**EXERCISE OBJECTIVE**.
From the records below, copy out each line that has the word "faucet".

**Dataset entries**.
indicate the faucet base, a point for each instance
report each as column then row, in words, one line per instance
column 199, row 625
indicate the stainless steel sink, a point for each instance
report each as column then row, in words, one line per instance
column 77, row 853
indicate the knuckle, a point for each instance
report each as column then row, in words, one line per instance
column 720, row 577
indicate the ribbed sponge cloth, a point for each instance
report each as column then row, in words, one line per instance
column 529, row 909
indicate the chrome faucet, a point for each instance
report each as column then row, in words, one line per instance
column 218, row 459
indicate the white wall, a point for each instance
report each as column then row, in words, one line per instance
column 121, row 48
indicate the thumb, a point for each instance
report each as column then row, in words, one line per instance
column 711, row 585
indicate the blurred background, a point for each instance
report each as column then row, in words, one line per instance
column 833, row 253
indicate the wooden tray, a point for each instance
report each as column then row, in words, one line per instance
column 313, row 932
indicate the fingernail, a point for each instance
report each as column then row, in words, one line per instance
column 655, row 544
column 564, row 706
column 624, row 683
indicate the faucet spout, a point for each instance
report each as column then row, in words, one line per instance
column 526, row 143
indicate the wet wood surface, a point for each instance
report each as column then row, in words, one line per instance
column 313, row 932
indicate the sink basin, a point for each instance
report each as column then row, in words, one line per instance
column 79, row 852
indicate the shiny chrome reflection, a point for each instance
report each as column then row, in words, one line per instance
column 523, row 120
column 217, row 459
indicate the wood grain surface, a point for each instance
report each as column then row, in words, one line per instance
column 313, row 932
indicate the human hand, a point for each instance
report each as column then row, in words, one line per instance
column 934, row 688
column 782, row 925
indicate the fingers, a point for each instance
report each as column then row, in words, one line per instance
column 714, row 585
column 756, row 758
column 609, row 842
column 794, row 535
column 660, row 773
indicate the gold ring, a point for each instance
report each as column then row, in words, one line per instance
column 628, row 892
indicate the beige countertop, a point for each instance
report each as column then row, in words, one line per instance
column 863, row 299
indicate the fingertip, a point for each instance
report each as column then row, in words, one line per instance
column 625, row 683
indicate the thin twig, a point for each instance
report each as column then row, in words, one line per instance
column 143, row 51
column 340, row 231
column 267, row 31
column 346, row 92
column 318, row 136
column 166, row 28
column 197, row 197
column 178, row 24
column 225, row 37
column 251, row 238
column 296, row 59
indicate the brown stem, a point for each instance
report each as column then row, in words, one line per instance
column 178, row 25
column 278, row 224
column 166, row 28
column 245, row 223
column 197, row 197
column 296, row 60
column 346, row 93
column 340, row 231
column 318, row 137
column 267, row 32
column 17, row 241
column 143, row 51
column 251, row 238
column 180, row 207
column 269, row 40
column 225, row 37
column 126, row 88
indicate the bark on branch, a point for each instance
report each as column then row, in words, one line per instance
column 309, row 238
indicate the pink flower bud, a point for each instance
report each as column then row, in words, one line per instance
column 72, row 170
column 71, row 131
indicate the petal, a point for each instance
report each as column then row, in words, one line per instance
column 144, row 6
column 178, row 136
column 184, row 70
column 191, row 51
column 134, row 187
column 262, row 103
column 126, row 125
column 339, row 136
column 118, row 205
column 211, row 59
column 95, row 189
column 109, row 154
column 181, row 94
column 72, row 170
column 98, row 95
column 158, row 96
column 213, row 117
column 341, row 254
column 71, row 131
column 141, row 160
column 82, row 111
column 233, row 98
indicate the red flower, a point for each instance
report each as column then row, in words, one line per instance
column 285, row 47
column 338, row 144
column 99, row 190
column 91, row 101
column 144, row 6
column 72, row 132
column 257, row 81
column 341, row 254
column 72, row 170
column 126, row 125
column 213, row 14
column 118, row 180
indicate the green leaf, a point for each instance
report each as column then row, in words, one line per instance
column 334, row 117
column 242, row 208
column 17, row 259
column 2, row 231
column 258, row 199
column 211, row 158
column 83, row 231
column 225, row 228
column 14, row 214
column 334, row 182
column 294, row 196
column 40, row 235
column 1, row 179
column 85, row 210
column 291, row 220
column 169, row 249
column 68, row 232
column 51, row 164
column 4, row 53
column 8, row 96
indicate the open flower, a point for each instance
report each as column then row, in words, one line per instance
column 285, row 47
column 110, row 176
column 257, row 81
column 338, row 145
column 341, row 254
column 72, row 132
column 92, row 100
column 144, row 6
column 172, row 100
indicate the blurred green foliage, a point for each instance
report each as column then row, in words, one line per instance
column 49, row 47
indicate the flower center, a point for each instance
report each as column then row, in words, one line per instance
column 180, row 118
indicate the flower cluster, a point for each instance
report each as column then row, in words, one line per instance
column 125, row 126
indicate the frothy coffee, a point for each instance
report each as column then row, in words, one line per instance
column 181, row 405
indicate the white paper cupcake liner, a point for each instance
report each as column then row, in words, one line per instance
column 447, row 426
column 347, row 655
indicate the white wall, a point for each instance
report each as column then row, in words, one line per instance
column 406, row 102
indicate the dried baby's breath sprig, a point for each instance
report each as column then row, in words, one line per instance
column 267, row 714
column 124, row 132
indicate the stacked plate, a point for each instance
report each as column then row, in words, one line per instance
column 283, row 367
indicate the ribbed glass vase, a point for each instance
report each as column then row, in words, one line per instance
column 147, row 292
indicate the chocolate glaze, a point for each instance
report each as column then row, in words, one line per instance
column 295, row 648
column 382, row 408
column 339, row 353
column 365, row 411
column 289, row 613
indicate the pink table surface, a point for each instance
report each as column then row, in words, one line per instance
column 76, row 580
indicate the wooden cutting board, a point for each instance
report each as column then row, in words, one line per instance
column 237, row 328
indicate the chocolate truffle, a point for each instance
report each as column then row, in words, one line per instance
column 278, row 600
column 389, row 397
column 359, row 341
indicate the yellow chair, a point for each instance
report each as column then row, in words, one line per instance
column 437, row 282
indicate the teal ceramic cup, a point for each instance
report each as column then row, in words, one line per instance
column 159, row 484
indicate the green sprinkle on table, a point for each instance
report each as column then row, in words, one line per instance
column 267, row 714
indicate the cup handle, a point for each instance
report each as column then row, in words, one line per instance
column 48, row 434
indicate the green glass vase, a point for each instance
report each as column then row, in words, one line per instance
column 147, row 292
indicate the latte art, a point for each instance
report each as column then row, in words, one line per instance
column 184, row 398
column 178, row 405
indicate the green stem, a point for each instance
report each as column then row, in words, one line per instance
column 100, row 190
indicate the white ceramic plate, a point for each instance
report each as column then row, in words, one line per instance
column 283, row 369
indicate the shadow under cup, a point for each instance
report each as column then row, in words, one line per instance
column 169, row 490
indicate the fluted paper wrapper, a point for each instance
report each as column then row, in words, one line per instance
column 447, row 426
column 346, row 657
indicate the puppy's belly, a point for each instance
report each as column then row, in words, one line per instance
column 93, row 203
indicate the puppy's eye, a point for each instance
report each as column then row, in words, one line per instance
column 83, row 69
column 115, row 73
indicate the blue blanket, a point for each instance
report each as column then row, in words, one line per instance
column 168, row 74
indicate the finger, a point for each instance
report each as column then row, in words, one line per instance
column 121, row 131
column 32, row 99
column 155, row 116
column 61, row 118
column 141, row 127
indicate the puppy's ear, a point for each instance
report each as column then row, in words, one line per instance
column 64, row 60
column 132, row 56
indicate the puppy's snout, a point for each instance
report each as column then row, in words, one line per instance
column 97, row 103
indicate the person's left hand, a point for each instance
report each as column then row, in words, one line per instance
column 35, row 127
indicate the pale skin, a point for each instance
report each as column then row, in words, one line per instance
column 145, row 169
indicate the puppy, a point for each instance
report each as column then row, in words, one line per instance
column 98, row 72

**ANSWER AREA**.
indicate the faucet base, a point for each instance
indicate the chrome faucet, a point for each instance
indicate the faucet spout, a point for each instance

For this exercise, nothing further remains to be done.